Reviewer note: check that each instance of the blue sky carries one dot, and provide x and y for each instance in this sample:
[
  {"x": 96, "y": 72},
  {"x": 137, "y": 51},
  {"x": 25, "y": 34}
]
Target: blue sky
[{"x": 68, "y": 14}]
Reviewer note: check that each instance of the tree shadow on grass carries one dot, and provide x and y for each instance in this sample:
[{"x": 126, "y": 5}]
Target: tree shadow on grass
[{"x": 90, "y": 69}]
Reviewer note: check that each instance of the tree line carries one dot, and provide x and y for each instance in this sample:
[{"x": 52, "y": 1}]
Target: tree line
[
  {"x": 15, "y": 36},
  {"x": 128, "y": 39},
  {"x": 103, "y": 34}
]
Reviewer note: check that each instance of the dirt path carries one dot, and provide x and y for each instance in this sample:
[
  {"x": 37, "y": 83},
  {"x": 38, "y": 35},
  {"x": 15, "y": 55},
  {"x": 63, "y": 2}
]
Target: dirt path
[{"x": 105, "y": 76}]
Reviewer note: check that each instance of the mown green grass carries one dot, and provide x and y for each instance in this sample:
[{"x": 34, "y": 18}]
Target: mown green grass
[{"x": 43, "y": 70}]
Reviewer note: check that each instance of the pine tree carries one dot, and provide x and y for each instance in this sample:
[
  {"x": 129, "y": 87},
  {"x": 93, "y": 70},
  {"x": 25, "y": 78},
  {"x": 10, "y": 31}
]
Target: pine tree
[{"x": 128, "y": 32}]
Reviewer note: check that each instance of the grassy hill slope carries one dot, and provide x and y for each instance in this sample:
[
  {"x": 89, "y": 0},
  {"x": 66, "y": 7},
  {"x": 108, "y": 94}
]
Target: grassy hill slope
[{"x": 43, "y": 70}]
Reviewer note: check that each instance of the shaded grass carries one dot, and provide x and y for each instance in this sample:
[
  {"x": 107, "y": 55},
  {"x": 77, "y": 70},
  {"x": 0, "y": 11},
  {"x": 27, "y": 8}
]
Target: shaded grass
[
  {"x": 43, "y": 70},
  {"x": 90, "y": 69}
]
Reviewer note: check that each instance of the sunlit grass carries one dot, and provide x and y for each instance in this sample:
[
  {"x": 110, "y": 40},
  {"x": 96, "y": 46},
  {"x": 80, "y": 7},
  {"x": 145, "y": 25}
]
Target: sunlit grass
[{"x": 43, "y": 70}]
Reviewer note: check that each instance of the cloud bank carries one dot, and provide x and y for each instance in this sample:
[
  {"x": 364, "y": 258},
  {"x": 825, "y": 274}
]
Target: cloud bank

____

Directive: Convert the part of the records from the line containing "Reviewer note: check that each instance of the sunlit" through the end of the records into a JSON list of strings, one string per line, with blank lines left out.

Final result:
[
  "Reviewer note: check that each instance of the sunlit grass carries one dot, and provide x and y for each instance in this sample:",
  "[",
  "  {\"x\": 110, \"y\": 40},",
  "  {\"x\": 96, \"y\": 46},",
  "  {\"x\": 80, \"y\": 7},",
  "  {\"x\": 145, \"y\": 25}",
  "]",
  "Target: sunlit grass",
  "[{\"x\": 43, \"y\": 70}]",
  "Reviewer note: check that each instance of the cloud bank carries one dot, and provide x and y for each instance in this sample:",
  "[",
  "  {\"x\": 364, \"y\": 258},",
  "  {\"x\": 825, \"y\": 274}",
  "]",
  "Target: cloud bank"
]